Task goal:
Without altering a word, return the records below, but exclude the pictures.

Data supplied:

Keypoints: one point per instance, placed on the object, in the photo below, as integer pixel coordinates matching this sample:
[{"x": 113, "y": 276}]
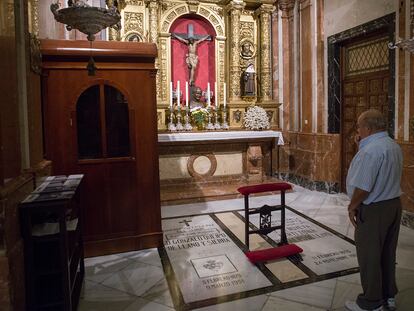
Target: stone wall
[
  {"x": 311, "y": 160},
  {"x": 407, "y": 183},
  {"x": 12, "y": 280}
]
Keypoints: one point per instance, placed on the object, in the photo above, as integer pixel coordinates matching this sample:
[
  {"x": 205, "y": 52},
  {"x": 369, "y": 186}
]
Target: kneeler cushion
[{"x": 273, "y": 253}]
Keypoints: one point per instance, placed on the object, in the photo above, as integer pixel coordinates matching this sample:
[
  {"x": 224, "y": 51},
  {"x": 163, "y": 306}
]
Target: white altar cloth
[{"x": 200, "y": 136}]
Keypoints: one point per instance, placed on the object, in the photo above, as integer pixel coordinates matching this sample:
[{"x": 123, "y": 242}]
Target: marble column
[
  {"x": 287, "y": 6},
  {"x": 264, "y": 12},
  {"x": 153, "y": 22},
  {"x": 234, "y": 7}
]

Task output:
Keypoints: one point per instance, placed on the object, in the photo below, as integer pixel coordinates matching this sample:
[{"x": 113, "y": 276}]
Target: stone wall
[
  {"x": 311, "y": 160},
  {"x": 407, "y": 183},
  {"x": 12, "y": 280}
]
Keypoints: one point per instance, placed on the object, in the photo above, as integer pixel coordinates matching this sample:
[
  {"x": 205, "y": 52},
  {"x": 369, "y": 186}
]
Target: kneeler cushion
[{"x": 273, "y": 253}]
Keypoints: one point per instance, placed on the object, in the photo above, as integer pixel coordinates matching this sample:
[
  {"x": 224, "y": 51},
  {"x": 163, "y": 306}
]
Target: white altar cloth
[{"x": 200, "y": 136}]
Keypoints: one point per instance, placed on the object, in the photo above, as integer pixel coordinates matching this sample:
[{"x": 123, "y": 242}]
Target: marble column
[
  {"x": 287, "y": 6},
  {"x": 264, "y": 12},
  {"x": 153, "y": 22},
  {"x": 234, "y": 7}
]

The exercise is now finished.